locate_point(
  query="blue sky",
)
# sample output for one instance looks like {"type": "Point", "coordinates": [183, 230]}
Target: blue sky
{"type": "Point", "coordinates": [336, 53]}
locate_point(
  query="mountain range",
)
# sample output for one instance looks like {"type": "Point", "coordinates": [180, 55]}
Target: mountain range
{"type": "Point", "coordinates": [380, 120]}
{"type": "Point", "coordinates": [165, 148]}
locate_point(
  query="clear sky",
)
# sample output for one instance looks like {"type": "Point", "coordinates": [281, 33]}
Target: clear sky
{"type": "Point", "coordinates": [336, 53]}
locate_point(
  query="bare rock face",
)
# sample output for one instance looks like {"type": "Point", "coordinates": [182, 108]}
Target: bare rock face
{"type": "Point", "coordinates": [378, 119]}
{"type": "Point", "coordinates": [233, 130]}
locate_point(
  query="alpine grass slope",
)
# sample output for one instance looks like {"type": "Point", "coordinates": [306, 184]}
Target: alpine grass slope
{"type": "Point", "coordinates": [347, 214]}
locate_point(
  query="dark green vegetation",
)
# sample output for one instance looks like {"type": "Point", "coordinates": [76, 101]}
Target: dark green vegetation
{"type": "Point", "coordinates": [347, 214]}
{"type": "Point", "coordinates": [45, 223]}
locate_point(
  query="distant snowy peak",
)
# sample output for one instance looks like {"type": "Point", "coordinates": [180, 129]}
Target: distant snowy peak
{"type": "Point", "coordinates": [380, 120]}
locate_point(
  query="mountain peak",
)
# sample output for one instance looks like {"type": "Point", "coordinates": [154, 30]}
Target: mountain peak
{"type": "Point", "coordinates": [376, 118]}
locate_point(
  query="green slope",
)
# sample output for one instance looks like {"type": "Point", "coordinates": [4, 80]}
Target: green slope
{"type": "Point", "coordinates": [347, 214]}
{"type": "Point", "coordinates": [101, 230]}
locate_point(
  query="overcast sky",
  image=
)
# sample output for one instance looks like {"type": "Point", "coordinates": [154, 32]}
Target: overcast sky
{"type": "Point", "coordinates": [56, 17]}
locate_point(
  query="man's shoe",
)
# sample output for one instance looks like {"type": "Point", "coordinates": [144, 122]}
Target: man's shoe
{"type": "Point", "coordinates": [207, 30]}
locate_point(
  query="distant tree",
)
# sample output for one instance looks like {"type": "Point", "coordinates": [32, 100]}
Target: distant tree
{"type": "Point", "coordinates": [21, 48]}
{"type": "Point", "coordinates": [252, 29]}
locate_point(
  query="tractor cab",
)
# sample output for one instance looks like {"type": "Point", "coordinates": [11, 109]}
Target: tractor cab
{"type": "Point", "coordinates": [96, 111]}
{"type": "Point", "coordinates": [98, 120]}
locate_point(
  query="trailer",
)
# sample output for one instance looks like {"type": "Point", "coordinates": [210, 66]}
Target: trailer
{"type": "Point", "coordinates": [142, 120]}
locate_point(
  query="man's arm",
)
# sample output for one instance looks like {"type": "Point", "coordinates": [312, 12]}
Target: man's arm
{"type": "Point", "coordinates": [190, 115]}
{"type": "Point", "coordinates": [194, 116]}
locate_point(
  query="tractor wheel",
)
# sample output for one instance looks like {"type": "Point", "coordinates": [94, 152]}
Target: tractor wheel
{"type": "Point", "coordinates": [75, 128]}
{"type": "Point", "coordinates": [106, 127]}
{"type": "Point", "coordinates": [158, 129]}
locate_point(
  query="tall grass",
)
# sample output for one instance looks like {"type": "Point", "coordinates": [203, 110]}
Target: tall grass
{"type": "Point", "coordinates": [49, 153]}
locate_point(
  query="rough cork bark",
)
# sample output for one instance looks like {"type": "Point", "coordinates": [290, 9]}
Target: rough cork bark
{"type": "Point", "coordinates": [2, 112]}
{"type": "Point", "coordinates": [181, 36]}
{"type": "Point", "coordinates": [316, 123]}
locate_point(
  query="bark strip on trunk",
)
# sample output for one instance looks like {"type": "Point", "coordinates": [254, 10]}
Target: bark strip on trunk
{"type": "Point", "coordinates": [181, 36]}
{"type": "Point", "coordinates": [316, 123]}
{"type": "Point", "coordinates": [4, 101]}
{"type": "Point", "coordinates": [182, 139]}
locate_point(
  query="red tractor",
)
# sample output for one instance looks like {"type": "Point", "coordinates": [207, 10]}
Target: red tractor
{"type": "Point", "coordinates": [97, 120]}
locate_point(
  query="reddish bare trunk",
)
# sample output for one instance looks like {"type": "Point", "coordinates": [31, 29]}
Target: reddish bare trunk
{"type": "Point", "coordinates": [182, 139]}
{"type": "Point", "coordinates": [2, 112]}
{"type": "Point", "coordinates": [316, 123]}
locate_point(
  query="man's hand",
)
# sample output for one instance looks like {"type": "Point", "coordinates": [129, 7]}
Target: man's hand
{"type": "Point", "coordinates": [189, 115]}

*Problem details*
The entire listing must be repeated without a single change.

*Worked solution*
locate_point(
  query="blue sky",
)
# sample output for one instance looks like {"type": "Point", "coordinates": [183, 230]}
Target: blue sky
{"type": "Point", "coordinates": [336, 53]}
locate_point(
  query="mountain range",
)
# sample output for one instance looks like {"type": "Point", "coordinates": [180, 55]}
Target: mountain range
{"type": "Point", "coordinates": [380, 120]}
{"type": "Point", "coordinates": [165, 148]}
locate_point(
  query="clear sky",
)
# sample output for one instance looks like {"type": "Point", "coordinates": [281, 33]}
Target: clear sky
{"type": "Point", "coordinates": [336, 53]}
locate_point(
  query="bare rock face",
)
# sample output for one instance looks like {"type": "Point", "coordinates": [182, 108]}
Target: bare rock face
{"type": "Point", "coordinates": [378, 119]}
{"type": "Point", "coordinates": [233, 130]}
locate_point(
  query="alpine grass slope",
)
# sample output for one instance looks like {"type": "Point", "coordinates": [306, 184]}
Target: alpine grass slope
{"type": "Point", "coordinates": [347, 214]}
locate_point(
  query="dark green vegetation",
)
# sample output for one instance looks like {"type": "Point", "coordinates": [76, 101]}
Target: dark green vegetation
{"type": "Point", "coordinates": [347, 214]}
{"type": "Point", "coordinates": [45, 223]}
locate_point(
  query="distant snowy peak",
)
# sample output for one instance looks like {"type": "Point", "coordinates": [180, 129]}
Target: distant snowy peak
{"type": "Point", "coordinates": [380, 120]}
locate_point(
  query="mountain peak",
)
# sample output for one instance looks like {"type": "Point", "coordinates": [154, 30]}
Target: mountain peak
{"type": "Point", "coordinates": [376, 118]}
locate_point(
  query="green slope",
)
# sample output for one instance looks like {"type": "Point", "coordinates": [4, 80]}
Target: green slope
{"type": "Point", "coordinates": [347, 214]}
{"type": "Point", "coordinates": [101, 230]}
locate_point(
  query="overcast sky",
  image=
)
# sample output for one instance looks like {"type": "Point", "coordinates": [154, 32]}
Target: overcast sky
{"type": "Point", "coordinates": [56, 17]}
locate_point(
  query="man's shoe",
)
# sample output for one instance looks like {"type": "Point", "coordinates": [144, 122]}
Target: man's shoe
{"type": "Point", "coordinates": [207, 30]}
locate_point(
  query="distant tree",
)
# sample output for one instance looks like {"type": "Point", "coordinates": [32, 100]}
Target: distant tree
{"type": "Point", "coordinates": [21, 48]}
{"type": "Point", "coordinates": [252, 29]}
locate_point(
  query="tractor cab",
)
# sample output for one instance looks like {"type": "Point", "coordinates": [11, 109]}
Target: tractor cab
{"type": "Point", "coordinates": [96, 111]}
{"type": "Point", "coordinates": [98, 120]}
locate_point(
  query="trailer",
)
# sample output for one instance looks like {"type": "Point", "coordinates": [210, 66]}
Target: trailer
{"type": "Point", "coordinates": [142, 120]}
locate_point(
  query="man's arm",
)
# sample output for one instance looks like {"type": "Point", "coordinates": [312, 12]}
Target: man's arm
{"type": "Point", "coordinates": [190, 115]}
{"type": "Point", "coordinates": [194, 116]}
locate_point(
  query="tractor wheel",
)
# sample output for one instance looks like {"type": "Point", "coordinates": [94, 152]}
Target: tractor wheel
{"type": "Point", "coordinates": [75, 128]}
{"type": "Point", "coordinates": [106, 127]}
{"type": "Point", "coordinates": [158, 129]}
locate_point(
  query="tall grass",
)
# sample output for one instance looks like {"type": "Point", "coordinates": [203, 110]}
Target: tall grass
{"type": "Point", "coordinates": [49, 153]}
locate_point(
  query="rough cork bark",
)
# sample output for one instance looks like {"type": "Point", "coordinates": [290, 9]}
Target: rough cork bark
{"type": "Point", "coordinates": [2, 112]}
{"type": "Point", "coordinates": [181, 36]}
{"type": "Point", "coordinates": [316, 123]}
locate_point(
  query="bark strip on trunk",
)
# sample output for one instance looks like {"type": "Point", "coordinates": [254, 10]}
Target: bark strip on trunk
{"type": "Point", "coordinates": [181, 36]}
{"type": "Point", "coordinates": [316, 123]}
{"type": "Point", "coordinates": [4, 101]}
{"type": "Point", "coordinates": [182, 139]}
locate_point(
  query="red tractor",
)
# sample output for one instance looks like {"type": "Point", "coordinates": [207, 10]}
Target: red tractor
{"type": "Point", "coordinates": [97, 120]}
locate_point(
  query="reddish bare trunk",
)
# sample output for one instance looks like {"type": "Point", "coordinates": [31, 29]}
Target: reddish bare trunk
{"type": "Point", "coordinates": [182, 139]}
{"type": "Point", "coordinates": [2, 112]}
{"type": "Point", "coordinates": [316, 123]}
locate_point(
  query="man's hand",
)
# sample output for one instance looks like {"type": "Point", "coordinates": [129, 7]}
Target: man's hand
{"type": "Point", "coordinates": [189, 115]}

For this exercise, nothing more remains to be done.